ACTIVITY — Reproduce the top of the data verbatim, through and including the line that contains "Where can the black ski glove".
**** SOURCE DATA ****
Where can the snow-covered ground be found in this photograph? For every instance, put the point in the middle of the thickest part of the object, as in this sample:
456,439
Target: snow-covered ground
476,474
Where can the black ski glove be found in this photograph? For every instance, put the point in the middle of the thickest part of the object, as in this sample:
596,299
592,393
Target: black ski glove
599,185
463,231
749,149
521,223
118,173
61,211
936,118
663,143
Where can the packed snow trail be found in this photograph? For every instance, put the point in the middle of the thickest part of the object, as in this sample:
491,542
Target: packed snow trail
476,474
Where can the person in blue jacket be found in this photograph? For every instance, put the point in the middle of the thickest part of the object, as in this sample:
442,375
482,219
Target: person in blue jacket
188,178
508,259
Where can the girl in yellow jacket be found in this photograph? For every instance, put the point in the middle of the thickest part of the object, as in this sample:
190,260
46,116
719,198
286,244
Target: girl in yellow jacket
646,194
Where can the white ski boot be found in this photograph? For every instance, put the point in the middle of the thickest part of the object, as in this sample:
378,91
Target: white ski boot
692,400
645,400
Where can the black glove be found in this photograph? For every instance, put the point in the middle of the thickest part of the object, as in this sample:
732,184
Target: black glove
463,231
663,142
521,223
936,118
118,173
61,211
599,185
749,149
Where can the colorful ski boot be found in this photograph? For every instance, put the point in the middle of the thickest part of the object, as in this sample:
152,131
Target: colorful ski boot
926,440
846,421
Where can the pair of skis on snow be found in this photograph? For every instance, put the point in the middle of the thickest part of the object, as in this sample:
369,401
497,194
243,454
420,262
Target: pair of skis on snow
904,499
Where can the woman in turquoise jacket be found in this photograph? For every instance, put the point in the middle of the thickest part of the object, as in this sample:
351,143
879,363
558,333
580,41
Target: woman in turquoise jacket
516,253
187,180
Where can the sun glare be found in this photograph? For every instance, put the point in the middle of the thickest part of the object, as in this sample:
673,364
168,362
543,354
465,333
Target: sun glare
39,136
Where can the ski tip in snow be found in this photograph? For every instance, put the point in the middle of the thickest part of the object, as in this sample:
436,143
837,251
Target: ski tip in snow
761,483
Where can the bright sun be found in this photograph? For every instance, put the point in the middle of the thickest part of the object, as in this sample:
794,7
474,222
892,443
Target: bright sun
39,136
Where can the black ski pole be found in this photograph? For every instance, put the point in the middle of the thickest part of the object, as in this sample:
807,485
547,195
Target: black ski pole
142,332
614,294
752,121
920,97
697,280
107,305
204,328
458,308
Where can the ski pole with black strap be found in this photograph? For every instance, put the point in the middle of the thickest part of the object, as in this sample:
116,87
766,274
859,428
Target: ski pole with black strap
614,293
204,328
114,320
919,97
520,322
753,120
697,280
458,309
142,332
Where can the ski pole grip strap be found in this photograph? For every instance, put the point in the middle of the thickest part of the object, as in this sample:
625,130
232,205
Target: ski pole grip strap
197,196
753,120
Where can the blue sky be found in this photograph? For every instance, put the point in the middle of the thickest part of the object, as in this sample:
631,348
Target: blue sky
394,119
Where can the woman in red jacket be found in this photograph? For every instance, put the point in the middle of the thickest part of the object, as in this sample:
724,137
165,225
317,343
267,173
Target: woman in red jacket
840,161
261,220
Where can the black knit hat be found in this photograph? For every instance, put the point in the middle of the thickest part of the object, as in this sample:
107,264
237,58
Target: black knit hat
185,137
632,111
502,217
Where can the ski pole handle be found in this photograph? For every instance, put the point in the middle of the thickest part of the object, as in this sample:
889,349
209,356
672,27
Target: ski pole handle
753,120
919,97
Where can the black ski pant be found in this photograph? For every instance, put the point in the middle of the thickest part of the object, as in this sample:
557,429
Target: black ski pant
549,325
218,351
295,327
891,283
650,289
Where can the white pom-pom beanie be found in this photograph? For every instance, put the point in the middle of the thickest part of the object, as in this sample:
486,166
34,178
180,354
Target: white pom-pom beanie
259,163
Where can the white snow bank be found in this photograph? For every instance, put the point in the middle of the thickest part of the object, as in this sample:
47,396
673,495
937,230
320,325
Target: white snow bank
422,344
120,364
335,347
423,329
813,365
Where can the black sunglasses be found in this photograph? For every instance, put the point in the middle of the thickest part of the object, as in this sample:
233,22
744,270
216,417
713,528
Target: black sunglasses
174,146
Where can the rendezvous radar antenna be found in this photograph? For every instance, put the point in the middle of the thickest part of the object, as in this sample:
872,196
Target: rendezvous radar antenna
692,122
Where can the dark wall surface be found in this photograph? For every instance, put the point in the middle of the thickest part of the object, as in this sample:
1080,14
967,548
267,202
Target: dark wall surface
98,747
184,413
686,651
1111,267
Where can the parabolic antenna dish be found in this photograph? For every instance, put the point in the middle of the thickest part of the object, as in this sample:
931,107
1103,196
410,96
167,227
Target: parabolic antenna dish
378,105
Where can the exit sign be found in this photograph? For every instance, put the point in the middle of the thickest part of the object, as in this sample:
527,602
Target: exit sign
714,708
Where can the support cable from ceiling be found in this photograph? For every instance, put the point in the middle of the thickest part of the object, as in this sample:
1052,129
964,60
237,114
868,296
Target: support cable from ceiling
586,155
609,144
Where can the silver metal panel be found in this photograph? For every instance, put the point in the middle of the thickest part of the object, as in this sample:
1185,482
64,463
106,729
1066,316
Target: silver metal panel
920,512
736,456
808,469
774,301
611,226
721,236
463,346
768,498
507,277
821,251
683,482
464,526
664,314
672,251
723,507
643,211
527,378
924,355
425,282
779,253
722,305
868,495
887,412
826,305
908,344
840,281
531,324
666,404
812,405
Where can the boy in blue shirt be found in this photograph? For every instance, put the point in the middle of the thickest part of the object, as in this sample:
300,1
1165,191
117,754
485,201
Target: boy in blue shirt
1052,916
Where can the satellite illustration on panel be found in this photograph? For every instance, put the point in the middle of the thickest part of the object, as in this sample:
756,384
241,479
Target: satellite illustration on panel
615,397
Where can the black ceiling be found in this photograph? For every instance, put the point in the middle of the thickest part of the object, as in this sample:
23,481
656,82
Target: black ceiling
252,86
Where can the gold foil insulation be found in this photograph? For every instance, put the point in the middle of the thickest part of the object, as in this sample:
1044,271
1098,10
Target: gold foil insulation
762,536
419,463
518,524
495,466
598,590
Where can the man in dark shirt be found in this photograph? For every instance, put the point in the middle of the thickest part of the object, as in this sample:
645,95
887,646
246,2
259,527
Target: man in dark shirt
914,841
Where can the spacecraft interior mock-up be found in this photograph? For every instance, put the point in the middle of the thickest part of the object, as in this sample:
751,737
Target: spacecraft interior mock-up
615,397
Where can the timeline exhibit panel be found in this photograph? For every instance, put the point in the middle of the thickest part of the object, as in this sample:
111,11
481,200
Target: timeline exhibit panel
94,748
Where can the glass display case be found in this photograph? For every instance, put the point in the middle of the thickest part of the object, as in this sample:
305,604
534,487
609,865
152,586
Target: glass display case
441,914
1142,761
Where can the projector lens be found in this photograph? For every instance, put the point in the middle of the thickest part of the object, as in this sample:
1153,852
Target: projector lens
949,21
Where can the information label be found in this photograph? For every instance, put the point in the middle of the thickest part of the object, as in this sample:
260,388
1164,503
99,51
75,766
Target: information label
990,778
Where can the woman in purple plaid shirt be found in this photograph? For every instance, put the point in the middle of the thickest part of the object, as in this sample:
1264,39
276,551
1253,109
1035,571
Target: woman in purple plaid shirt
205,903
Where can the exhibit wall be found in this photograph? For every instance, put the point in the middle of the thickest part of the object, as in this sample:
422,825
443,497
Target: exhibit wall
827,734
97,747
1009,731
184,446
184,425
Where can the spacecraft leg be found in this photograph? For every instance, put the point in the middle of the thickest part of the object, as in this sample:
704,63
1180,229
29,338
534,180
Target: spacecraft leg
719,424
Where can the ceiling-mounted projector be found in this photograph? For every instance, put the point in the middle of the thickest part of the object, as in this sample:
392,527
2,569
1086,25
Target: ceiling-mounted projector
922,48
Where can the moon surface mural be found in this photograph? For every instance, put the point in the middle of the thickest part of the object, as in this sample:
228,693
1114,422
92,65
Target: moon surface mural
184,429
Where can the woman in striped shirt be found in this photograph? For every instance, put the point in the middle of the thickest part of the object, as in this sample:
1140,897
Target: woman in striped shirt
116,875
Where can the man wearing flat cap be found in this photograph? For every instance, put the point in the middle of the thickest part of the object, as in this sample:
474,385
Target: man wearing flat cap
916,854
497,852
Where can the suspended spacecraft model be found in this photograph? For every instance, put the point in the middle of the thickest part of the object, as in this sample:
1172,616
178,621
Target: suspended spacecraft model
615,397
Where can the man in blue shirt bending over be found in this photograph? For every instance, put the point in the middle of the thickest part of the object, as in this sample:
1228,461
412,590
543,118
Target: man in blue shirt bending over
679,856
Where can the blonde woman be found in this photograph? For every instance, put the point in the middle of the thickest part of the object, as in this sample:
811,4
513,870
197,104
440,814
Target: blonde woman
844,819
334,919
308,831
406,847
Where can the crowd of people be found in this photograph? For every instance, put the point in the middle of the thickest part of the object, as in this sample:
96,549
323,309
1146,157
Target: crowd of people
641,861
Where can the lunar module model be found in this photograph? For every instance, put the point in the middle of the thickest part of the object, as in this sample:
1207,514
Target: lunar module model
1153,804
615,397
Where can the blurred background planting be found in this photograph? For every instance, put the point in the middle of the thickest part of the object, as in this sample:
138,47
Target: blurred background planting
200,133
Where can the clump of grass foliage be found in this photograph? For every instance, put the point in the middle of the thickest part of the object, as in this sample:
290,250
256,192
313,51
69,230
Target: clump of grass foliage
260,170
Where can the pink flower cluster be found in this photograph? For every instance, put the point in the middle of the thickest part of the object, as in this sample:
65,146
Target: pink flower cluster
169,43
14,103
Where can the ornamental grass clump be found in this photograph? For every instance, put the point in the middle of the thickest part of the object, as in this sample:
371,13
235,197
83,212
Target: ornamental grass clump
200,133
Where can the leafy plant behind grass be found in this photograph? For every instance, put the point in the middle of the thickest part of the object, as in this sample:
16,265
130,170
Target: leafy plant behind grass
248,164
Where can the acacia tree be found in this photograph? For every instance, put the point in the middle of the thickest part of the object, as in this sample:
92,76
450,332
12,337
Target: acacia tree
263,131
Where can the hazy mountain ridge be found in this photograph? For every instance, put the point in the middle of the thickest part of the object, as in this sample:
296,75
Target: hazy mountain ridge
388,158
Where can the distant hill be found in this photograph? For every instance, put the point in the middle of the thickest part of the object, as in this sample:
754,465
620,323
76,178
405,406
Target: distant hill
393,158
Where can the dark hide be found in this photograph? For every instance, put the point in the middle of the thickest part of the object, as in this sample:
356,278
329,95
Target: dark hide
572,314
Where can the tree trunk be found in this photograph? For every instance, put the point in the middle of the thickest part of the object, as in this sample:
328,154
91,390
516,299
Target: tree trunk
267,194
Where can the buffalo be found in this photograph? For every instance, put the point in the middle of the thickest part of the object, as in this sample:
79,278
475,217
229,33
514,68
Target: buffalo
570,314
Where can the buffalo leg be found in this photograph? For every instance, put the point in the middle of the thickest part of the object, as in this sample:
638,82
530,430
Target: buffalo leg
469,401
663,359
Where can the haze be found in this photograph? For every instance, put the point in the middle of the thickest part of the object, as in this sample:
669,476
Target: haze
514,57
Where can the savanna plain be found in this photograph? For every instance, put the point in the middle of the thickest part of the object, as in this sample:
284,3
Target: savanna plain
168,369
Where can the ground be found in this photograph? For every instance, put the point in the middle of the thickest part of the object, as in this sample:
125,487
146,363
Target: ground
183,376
****
SOLUTION FOR THIS EXERCISE —
Where can the snow-covered ground be found in this photograph? For every instance, put the point in the middle of the thickest part of the object, as in this sample:
456,439
Target: snow-covered ground
476,474
Where can the black ski glove be found in this photograph? For every instance, put the point in the middle of the thickest part of the object, as in this sample:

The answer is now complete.